■ **SUPPLIED DATA**
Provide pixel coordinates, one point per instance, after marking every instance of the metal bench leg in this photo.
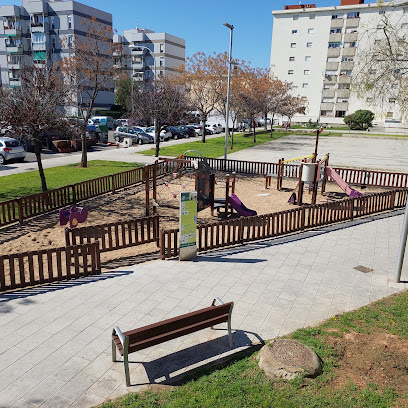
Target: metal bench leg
(126, 360)
(113, 351)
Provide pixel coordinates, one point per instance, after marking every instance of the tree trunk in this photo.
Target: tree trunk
(253, 128)
(157, 137)
(203, 125)
(84, 158)
(37, 151)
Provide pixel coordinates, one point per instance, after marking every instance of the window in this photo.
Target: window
(335, 44)
(353, 14)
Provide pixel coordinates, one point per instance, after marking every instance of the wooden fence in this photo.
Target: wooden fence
(49, 265)
(20, 209)
(116, 235)
(246, 229)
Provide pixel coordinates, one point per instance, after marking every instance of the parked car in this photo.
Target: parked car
(138, 135)
(217, 127)
(164, 133)
(11, 149)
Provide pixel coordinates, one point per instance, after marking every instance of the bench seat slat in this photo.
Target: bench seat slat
(175, 323)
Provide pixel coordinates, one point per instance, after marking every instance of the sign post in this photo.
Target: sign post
(188, 225)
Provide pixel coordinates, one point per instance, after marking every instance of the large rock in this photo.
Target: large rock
(288, 359)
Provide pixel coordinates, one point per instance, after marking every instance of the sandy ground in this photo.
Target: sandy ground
(46, 233)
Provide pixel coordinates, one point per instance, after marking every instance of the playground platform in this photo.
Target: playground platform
(55, 340)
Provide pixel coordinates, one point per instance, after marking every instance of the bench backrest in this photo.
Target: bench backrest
(177, 326)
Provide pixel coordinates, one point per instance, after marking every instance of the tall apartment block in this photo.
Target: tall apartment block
(147, 54)
(34, 32)
(315, 50)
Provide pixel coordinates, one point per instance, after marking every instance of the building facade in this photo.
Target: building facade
(147, 55)
(315, 50)
(42, 32)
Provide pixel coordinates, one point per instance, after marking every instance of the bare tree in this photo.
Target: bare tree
(202, 82)
(89, 69)
(162, 102)
(381, 69)
(35, 107)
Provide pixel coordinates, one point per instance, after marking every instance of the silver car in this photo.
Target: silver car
(11, 149)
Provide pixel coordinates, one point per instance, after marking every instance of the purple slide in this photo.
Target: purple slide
(240, 208)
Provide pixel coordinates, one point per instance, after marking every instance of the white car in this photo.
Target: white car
(216, 126)
(164, 134)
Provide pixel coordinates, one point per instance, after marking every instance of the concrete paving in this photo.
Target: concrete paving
(363, 152)
(55, 340)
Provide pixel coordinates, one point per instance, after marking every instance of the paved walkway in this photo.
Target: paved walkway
(55, 340)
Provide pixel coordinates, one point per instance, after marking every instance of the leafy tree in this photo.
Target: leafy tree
(36, 107)
(89, 69)
(360, 119)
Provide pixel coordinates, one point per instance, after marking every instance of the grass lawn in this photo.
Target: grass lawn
(215, 147)
(18, 185)
(365, 366)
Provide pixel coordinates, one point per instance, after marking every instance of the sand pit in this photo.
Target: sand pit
(44, 232)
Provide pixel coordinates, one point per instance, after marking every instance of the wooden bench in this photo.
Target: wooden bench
(147, 336)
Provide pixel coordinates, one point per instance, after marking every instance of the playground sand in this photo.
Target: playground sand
(44, 232)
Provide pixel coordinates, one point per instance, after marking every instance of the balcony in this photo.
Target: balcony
(350, 37)
(335, 37)
(332, 66)
(353, 22)
(333, 52)
(346, 66)
(14, 48)
(343, 93)
(344, 79)
(337, 23)
(330, 79)
(349, 52)
(327, 106)
(328, 93)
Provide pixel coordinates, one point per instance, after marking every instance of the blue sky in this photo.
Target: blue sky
(200, 22)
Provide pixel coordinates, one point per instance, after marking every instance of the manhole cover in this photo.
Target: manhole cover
(288, 359)
(363, 269)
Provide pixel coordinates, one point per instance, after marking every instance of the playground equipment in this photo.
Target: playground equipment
(75, 215)
(341, 183)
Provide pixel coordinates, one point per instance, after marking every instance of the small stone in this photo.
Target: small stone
(288, 359)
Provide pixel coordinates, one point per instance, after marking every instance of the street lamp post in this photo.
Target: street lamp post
(231, 27)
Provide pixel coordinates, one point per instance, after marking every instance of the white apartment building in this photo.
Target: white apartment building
(147, 54)
(34, 32)
(315, 50)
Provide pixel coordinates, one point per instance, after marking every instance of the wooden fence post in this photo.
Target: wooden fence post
(20, 210)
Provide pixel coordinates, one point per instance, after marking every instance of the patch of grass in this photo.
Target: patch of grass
(18, 185)
(215, 147)
(242, 384)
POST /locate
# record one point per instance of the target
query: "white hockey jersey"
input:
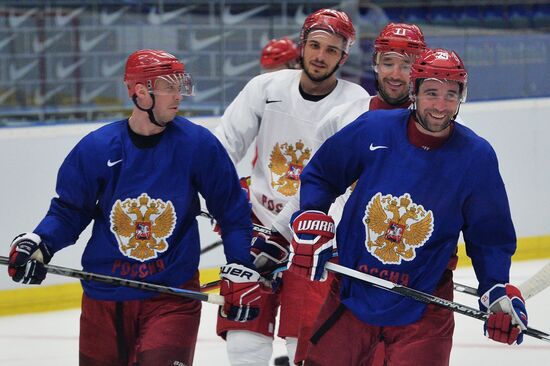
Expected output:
(338, 117)
(271, 109)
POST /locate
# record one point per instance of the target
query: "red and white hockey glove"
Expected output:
(242, 290)
(507, 314)
(27, 257)
(269, 251)
(312, 244)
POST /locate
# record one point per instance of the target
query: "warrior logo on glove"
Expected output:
(312, 244)
(395, 227)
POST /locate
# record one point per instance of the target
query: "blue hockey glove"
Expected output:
(27, 257)
(312, 244)
(507, 314)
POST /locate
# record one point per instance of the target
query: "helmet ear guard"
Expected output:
(279, 52)
(406, 39)
(440, 64)
(332, 21)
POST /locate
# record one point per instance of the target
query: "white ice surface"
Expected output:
(50, 339)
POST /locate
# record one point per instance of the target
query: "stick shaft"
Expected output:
(422, 296)
(117, 281)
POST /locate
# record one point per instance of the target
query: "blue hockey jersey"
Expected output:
(403, 219)
(144, 202)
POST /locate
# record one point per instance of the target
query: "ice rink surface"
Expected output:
(49, 339)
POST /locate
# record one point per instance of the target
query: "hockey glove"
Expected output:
(242, 290)
(507, 314)
(27, 257)
(312, 244)
(269, 251)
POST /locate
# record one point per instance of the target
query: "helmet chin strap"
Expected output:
(149, 111)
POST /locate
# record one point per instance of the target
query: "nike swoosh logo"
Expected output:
(203, 95)
(232, 70)
(300, 16)
(199, 44)
(155, 18)
(5, 41)
(39, 46)
(232, 19)
(63, 71)
(15, 20)
(86, 44)
(86, 97)
(373, 147)
(113, 163)
(62, 20)
(7, 94)
(40, 99)
(106, 18)
(18, 73)
(109, 70)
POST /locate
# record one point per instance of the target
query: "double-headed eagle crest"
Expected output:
(286, 164)
(396, 227)
(141, 226)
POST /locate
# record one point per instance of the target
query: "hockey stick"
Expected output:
(423, 297)
(256, 227)
(532, 286)
(117, 281)
(209, 247)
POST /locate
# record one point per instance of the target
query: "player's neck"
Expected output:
(318, 87)
(140, 124)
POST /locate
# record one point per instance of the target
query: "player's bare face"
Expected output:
(167, 100)
(321, 55)
(393, 77)
(437, 102)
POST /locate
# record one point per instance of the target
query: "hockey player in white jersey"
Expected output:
(281, 111)
(395, 50)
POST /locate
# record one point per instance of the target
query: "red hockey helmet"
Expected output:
(146, 66)
(401, 38)
(334, 21)
(279, 52)
(441, 64)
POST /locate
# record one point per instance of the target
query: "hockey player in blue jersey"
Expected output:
(422, 178)
(138, 180)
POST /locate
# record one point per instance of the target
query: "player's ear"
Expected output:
(140, 90)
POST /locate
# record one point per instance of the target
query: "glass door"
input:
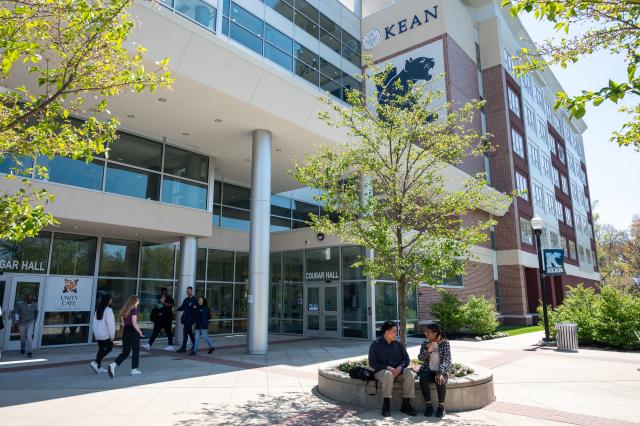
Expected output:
(321, 310)
(23, 290)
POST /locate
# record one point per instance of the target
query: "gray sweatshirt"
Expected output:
(27, 313)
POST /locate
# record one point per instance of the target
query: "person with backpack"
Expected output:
(435, 353)
(202, 326)
(162, 318)
(130, 337)
(104, 331)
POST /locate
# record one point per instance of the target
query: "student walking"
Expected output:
(202, 326)
(25, 314)
(130, 337)
(104, 330)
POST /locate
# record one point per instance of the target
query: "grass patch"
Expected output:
(514, 330)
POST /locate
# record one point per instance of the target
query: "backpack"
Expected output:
(366, 374)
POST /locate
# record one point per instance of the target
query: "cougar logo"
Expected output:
(414, 70)
(70, 286)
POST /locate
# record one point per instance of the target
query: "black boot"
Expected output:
(428, 412)
(386, 407)
(407, 408)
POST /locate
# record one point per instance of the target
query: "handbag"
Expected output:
(366, 374)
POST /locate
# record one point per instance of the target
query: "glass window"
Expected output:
(136, 151)
(220, 265)
(234, 219)
(119, 258)
(132, 182)
(350, 254)
(236, 196)
(220, 300)
(293, 266)
(182, 163)
(73, 172)
(73, 254)
(158, 260)
(29, 256)
(184, 193)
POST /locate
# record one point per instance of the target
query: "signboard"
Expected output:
(553, 262)
(68, 294)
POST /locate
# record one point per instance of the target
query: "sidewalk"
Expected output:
(534, 386)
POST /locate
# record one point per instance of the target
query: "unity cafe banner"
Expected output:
(68, 294)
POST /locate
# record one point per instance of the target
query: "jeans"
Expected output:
(157, 326)
(202, 333)
(26, 335)
(104, 347)
(130, 343)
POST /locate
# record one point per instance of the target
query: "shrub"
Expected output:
(448, 312)
(480, 315)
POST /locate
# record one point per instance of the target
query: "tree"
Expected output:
(614, 27)
(386, 190)
(69, 56)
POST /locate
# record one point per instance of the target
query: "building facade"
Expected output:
(196, 190)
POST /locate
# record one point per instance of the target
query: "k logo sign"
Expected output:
(553, 262)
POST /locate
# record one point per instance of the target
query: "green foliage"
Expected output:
(613, 27)
(386, 189)
(606, 318)
(448, 312)
(480, 315)
(68, 58)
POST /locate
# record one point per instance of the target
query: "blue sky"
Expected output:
(613, 172)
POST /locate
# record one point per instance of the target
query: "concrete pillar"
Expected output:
(259, 235)
(187, 278)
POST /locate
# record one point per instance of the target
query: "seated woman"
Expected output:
(435, 353)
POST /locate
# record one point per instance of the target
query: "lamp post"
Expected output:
(537, 224)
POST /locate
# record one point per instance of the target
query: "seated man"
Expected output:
(390, 360)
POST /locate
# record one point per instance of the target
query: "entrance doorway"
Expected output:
(15, 290)
(321, 310)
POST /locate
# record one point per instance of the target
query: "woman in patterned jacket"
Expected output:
(435, 353)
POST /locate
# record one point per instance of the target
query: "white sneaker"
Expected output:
(112, 370)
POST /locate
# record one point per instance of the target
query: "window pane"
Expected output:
(278, 39)
(184, 193)
(119, 258)
(73, 254)
(186, 164)
(220, 300)
(354, 301)
(292, 265)
(236, 196)
(220, 265)
(132, 182)
(158, 260)
(136, 151)
(74, 172)
(242, 267)
(234, 219)
(33, 251)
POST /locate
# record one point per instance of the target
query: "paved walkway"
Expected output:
(534, 386)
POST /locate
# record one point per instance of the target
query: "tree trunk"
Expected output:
(402, 308)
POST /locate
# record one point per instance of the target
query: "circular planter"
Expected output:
(471, 392)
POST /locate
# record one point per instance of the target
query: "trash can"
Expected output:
(567, 336)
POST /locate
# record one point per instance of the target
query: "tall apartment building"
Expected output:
(196, 191)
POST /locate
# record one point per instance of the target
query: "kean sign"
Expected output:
(553, 262)
(68, 294)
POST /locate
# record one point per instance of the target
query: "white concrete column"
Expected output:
(187, 278)
(259, 236)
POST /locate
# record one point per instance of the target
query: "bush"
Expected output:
(480, 315)
(448, 312)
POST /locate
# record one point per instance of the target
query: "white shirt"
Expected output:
(106, 327)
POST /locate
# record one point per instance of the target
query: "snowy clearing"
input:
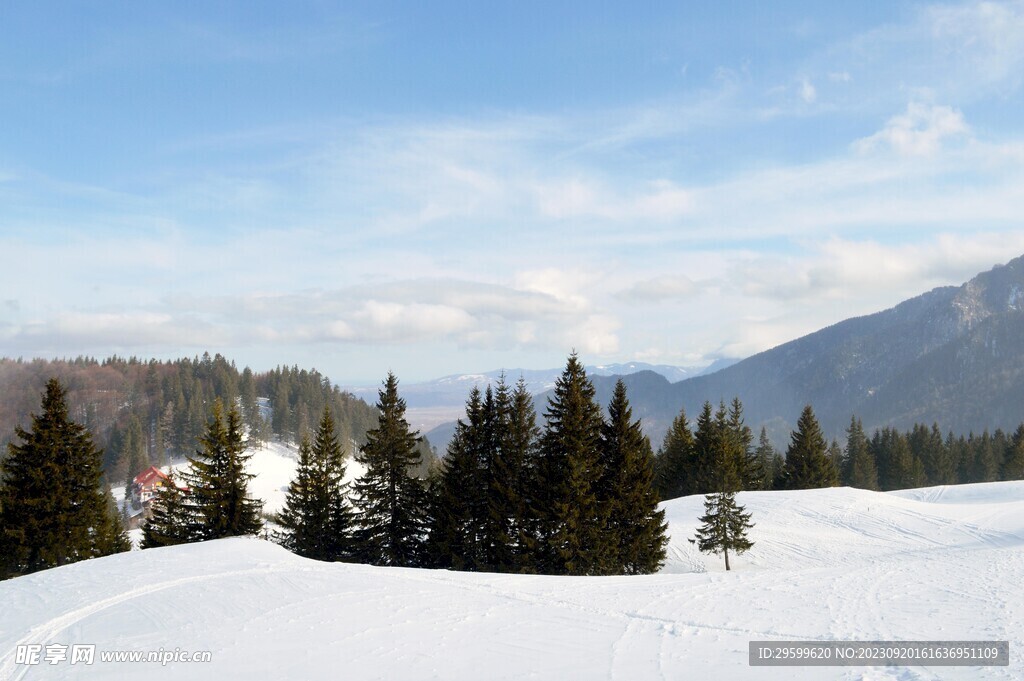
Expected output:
(936, 563)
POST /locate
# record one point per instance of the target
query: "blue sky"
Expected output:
(444, 187)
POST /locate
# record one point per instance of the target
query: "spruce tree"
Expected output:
(676, 463)
(459, 497)
(52, 508)
(705, 439)
(391, 503)
(169, 522)
(807, 463)
(218, 499)
(516, 481)
(316, 517)
(768, 460)
(1013, 467)
(514, 434)
(636, 527)
(860, 470)
(570, 539)
(724, 523)
(752, 473)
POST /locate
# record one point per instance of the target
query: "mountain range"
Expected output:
(953, 355)
(453, 390)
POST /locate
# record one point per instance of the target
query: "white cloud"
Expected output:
(657, 289)
(921, 130)
(807, 91)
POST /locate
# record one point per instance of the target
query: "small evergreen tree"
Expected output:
(52, 508)
(768, 460)
(315, 516)
(724, 523)
(636, 527)
(807, 463)
(514, 485)
(169, 520)
(676, 463)
(459, 497)
(1013, 467)
(859, 471)
(751, 470)
(218, 499)
(391, 503)
(571, 541)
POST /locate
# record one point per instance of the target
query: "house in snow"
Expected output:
(145, 484)
(143, 491)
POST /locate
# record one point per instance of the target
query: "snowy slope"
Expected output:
(273, 465)
(939, 563)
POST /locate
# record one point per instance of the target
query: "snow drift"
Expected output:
(935, 563)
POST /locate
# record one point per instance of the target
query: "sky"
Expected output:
(444, 187)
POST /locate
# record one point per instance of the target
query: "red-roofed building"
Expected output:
(145, 484)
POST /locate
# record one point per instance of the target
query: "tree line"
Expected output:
(573, 498)
(143, 413)
(887, 460)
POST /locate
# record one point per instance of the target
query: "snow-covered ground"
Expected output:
(273, 465)
(941, 563)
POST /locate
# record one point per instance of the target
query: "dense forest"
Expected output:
(152, 412)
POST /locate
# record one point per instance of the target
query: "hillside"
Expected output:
(151, 412)
(840, 563)
(953, 355)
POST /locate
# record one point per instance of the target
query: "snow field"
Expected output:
(937, 563)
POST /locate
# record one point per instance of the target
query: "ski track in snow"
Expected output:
(46, 632)
(939, 563)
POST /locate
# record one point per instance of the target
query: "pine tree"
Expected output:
(169, 520)
(636, 527)
(859, 470)
(705, 440)
(391, 503)
(751, 471)
(316, 517)
(1013, 467)
(571, 517)
(515, 483)
(52, 508)
(724, 523)
(807, 463)
(218, 484)
(459, 497)
(676, 463)
(769, 460)
(513, 438)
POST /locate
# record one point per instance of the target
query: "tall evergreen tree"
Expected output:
(807, 463)
(636, 527)
(724, 523)
(769, 460)
(571, 516)
(170, 521)
(391, 503)
(859, 471)
(751, 470)
(709, 430)
(316, 517)
(52, 508)
(459, 498)
(898, 468)
(218, 484)
(676, 464)
(513, 437)
(1013, 467)
(516, 480)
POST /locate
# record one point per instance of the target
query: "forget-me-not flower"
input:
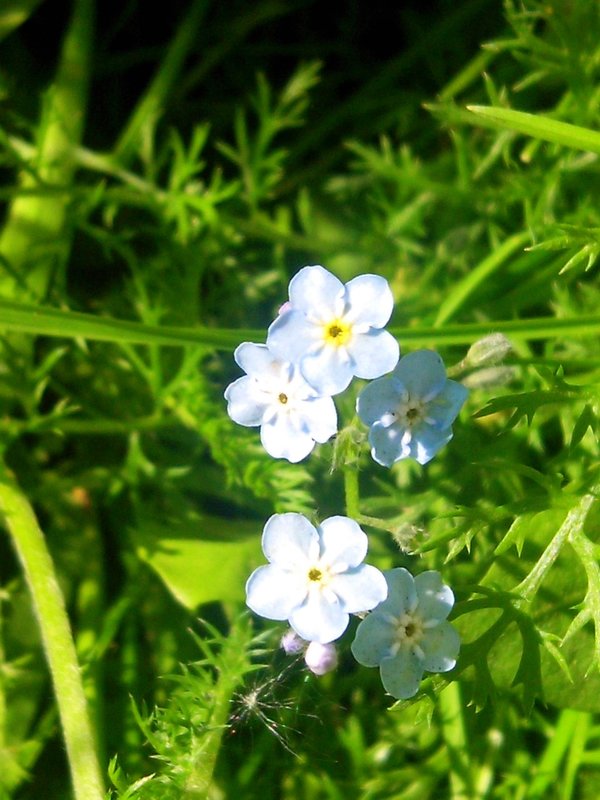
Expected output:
(334, 331)
(410, 412)
(408, 633)
(315, 578)
(273, 394)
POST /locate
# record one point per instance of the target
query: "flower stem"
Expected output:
(351, 489)
(55, 630)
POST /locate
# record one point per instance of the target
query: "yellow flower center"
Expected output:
(337, 332)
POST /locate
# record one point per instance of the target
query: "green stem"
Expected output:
(48, 603)
(351, 489)
(574, 521)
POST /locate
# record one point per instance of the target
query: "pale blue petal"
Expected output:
(343, 542)
(282, 438)
(291, 335)
(369, 301)
(328, 370)
(373, 353)
(422, 373)
(388, 444)
(318, 619)
(319, 418)
(435, 598)
(444, 409)
(360, 589)
(274, 593)
(373, 640)
(290, 541)
(316, 292)
(242, 406)
(256, 360)
(402, 674)
(402, 594)
(440, 646)
(378, 398)
(426, 441)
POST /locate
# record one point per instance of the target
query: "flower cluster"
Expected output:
(315, 579)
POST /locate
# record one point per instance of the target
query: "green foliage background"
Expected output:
(164, 174)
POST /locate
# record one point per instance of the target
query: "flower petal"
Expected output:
(445, 407)
(377, 398)
(320, 418)
(370, 300)
(440, 646)
(422, 373)
(343, 542)
(388, 444)
(242, 405)
(316, 292)
(282, 438)
(360, 589)
(290, 542)
(328, 369)
(373, 640)
(402, 674)
(318, 619)
(435, 598)
(291, 335)
(273, 593)
(373, 353)
(257, 360)
(402, 594)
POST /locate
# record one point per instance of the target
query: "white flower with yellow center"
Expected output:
(315, 577)
(334, 331)
(408, 633)
(274, 396)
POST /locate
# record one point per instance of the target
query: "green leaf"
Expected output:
(200, 559)
(539, 127)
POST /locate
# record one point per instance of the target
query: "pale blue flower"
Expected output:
(410, 412)
(291, 415)
(408, 633)
(315, 578)
(335, 331)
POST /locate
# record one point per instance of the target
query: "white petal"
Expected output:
(378, 398)
(281, 438)
(291, 335)
(373, 640)
(370, 300)
(388, 443)
(373, 353)
(360, 589)
(343, 542)
(401, 675)
(422, 373)
(328, 370)
(320, 418)
(257, 360)
(435, 598)
(274, 593)
(445, 407)
(426, 441)
(440, 646)
(316, 292)
(290, 542)
(402, 594)
(318, 619)
(242, 405)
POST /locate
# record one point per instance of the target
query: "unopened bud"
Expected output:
(321, 658)
(292, 643)
(487, 351)
(489, 378)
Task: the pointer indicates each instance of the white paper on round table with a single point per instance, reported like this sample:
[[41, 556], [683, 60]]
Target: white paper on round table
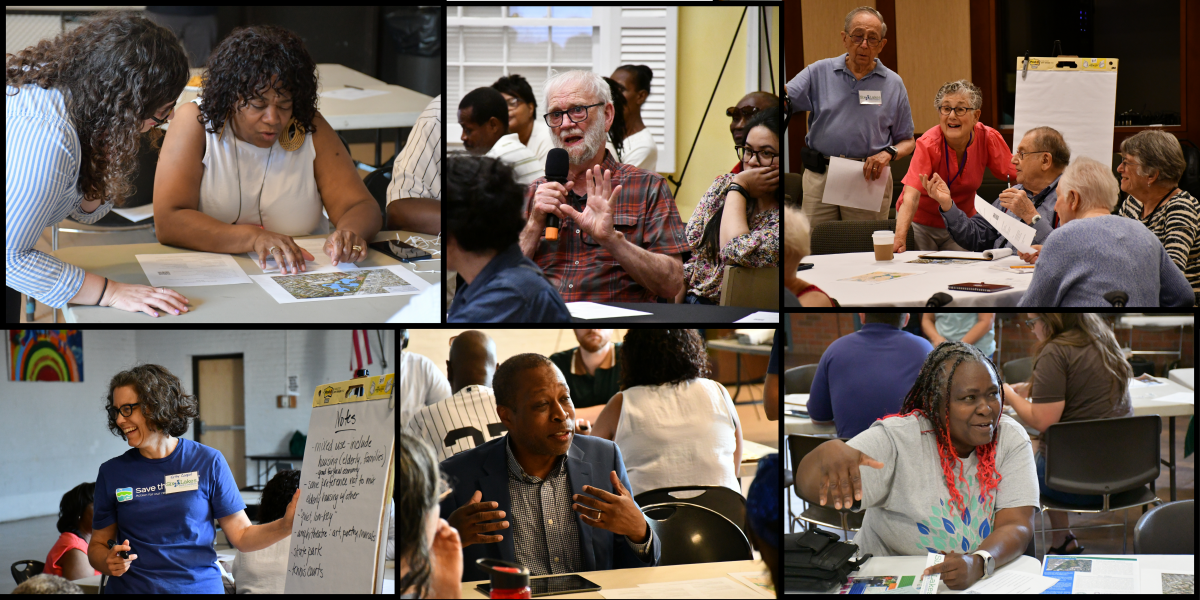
[[912, 291]]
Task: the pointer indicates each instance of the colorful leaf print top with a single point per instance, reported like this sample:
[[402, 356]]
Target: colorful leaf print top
[[909, 507]]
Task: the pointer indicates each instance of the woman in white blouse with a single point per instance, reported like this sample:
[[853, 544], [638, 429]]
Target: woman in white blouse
[[253, 165], [673, 426], [639, 148]]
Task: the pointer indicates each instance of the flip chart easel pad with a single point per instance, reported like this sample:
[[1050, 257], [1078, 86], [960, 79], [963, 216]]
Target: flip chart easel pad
[[340, 532], [1080, 105]]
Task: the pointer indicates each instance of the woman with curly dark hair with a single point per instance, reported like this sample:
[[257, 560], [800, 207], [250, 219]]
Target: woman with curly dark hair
[[672, 424], [75, 111], [69, 556], [250, 163], [165, 492]]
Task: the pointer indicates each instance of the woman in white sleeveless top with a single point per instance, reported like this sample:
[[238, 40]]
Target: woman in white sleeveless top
[[253, 165], [673, 426]]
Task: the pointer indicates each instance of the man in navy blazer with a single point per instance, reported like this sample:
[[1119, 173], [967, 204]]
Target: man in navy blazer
[[557, 475]]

■ **PROBLEM TO WORK ON**
Please return every line of the records that contains the word "logo".

■ **SOLUTION TO THE PROBLEM**
query: "warrior logo on glove"
query: "nike swoosh logo"
query: "cougar logo"
query: "k logo sign"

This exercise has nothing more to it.